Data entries
## BEGIN

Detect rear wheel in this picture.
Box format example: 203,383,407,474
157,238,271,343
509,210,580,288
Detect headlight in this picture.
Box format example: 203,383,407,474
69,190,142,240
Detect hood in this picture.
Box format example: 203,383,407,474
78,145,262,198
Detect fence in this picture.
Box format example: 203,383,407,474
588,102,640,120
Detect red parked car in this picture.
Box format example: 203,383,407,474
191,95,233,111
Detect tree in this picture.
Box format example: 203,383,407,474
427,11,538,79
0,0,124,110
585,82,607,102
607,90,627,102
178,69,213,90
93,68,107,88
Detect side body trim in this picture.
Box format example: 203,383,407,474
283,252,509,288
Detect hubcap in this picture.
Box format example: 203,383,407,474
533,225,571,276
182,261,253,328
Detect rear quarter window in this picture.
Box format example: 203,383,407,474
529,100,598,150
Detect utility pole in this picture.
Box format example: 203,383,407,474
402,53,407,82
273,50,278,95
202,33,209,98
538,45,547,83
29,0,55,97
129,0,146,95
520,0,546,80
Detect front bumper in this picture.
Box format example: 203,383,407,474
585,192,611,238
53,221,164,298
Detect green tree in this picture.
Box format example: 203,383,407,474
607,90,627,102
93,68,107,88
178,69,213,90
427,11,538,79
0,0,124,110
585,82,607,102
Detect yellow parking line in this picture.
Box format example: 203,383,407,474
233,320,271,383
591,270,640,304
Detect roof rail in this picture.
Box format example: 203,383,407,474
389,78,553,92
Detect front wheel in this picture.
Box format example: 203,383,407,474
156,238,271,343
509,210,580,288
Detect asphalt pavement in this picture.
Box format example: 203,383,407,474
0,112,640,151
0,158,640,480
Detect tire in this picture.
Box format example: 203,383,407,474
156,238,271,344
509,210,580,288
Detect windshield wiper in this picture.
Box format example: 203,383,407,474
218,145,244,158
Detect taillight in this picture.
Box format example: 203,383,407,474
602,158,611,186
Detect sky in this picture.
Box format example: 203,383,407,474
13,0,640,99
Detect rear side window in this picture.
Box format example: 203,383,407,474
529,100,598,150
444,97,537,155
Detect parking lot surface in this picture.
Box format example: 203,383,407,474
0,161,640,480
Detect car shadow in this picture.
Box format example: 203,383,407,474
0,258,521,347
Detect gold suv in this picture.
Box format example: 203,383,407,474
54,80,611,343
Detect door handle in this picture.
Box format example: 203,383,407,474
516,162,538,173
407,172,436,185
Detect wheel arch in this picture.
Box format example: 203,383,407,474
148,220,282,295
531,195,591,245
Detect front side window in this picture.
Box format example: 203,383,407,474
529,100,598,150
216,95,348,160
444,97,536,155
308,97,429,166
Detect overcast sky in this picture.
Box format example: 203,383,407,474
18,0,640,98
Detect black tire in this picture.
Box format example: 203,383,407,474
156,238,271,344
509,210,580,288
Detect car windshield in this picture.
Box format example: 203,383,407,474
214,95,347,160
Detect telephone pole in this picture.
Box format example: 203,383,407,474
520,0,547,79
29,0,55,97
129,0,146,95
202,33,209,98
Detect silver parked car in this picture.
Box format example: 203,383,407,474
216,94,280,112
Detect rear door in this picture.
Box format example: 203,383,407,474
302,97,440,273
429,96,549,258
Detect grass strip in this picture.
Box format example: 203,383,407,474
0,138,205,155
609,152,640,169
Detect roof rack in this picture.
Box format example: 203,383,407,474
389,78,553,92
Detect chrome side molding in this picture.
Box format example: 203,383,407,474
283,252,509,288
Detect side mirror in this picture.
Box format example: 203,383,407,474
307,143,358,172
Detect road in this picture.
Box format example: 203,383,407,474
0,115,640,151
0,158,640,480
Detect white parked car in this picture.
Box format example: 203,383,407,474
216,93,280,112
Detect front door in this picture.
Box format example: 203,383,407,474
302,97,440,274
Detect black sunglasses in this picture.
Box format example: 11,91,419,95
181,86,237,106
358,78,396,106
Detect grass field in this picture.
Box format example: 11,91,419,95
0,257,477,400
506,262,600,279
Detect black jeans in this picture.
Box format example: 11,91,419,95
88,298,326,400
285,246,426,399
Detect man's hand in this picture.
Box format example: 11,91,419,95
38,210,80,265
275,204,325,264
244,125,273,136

## END

# Exercise details
Reproduce all of the data above verbatim, line for line.

# In response
Detect rear wheel in this picture.
Box format example: 203,383,407,474
157,238,271,343
509,210,580,288
Detect headlight in this picture.
Box format example: 203,383,407,474
69,190,142,240
Detect hood in this picture.
Box format example: 203,383,407,474
78,145,262,198
Detect fence in this picture.
Box format example: 203,383,407,474
588,102,640,120
Detect red parked car in this picture.
Box format example: 203,383,407,474
191,95,233,111
Detect tree in this picture.
Box format example: 203,383,407,474
427,11,538,79
0,0,124,110
585,82,607,102
607,90,627,102
178,69,213,90
93,68,107,88
Detect side body trim in this picture.
Box format example: 203,383,407,474
283,252,509,288
Detect hubcap in this picture.
Box format example: 203,383,407,474
533,225,571,276
182,261,253,328
Detect rear quarter window in this picture.
Box format example: 203,383,407,474
529,100,598,150
Detect utility pole in this picture.
Box format example: 203,383,407,474
402,53,407,82
273,50,278,95
202,33,209,98
538,45,547,83
29,0,55,97
129,0,146,95
520,0,546,80
Detect front bumper in this picture.
Box format example: 203,383,407,474
585,192,611,238
53,221,164,298
Detect green tree in this picture.
Box format example: 203,383,407,474
607,90,627,102
93,68,107,88
178,69,213,90
427,11,538,79
0,0,124,110
585,82,607,102
Detect yellow parking line in this picture.
Box format example: 203,383,407,474
233,320,271,383
591,270,640,304
Detect roof rail in this picture.
Box format example: 203,383,407,474
389,78,553,92
Detect front wheel in this picture.
Box format example: 203,383,407,474
156,238,271,343
509,210,580,288
Detect asphalt pavement in this picture.
Box format example: 203,383,407,474
0,112,640,151
0,158,640,480
Detect tire in this picture.
Box format example: 203,383,407,474
156,238,271,344
509,210,580,288
Detect windshield wiper in this picture.
Box format example: 203,383,407,474
218,145,244,158
Detect taillight in this picture.
Box format example: 203,383,407,474
602,158,611,186
Detect sky in this picture.
Box format example: 203,383,407,474
13,0,640,99
Detect rear side window in this picture.
Box format example: 203,383,407,474
529,100,598,150
444,97,537,155
Detect parking lot surface in this picture.
Box format example: 203,383,407,474
0,161,640,480
Detect car shadow in this picture.
Box format example: 203,383,407,474
0,258,521,347
Detect gold suv in this picture.
Box format example: 203,383,407,474
54,80,611,343
Detect door handle in this picture.
Box format example: 203,383,407,474
516,162,538,173
407,172,436,185
Detect wheel arch in this picture.
Box format example: 203,383,407,474
148,220,282,295
531,195,591,245
Detect front side window in this picture.
Box format example: 203,383,407,474
529,100,598,150
216,95,348,160
444,97,536,155
308,97,429,166
Detect overcast sky in this picture.
Box format example: 203,383,407,474
18,0,640,98
Detect black tire in this picture.
Box format example: 203,383,407,474
156,238,271,344
509,210,580,288
Detect car windshield in this picture.
Box format example: 203,383,407,474
214,95,347,160
Detect telephone pole in this picture.
Box format example: 203,383,407,474
520,0,547,79
29,0,55,97
129,0,146,95
202,33,209,98
Detect silver parked car in this picture.
Box format example: 203,383,407,474
216,94,280,112
Detect rear door in this picture.
Box format example: 203,383,407,474
302,97,440,273
429,96,549,258
Detect grass strip in this picture.
Box format example: 203,383,407,474
0,138,205,155
609,152,640,169
Detect roof rack in this picture.
Box format example: 203,383,407,474
389,78,553,92
Detect chrome side molding in this picture.
Box format example: 203,383,407,474
283,252,509,288
Detect side mirror in this picture.
Box format example: 203,383,407,474
307,143,358,172
Detect road in this picture.
Box format example: 203,383,407,474
0,115,640,151
0,158,640,480
Detect white parked car in this picture.
Box format example: 203,383,407,474
216,93,280,112
Detect front door in this picture.
Box format example: 203,383,407,474
302,97,440,274
Detect black sunglasses in this picture.
Box format example: 11,91,419,95
181,86,237,106
358,78,396,106
Detect grass field in this picture.
Box format example: 11,91,419,95
0,257,477,400
506,262,600,279
Detect black jeans in this picture.
Box format example: 11,91,419,95
88,298,326,400
285,246,426,399
Detect man's hand in this picture.
Box format example: 11,91,419,95
38,210,80,265
275,204,325,264
244,125,273,136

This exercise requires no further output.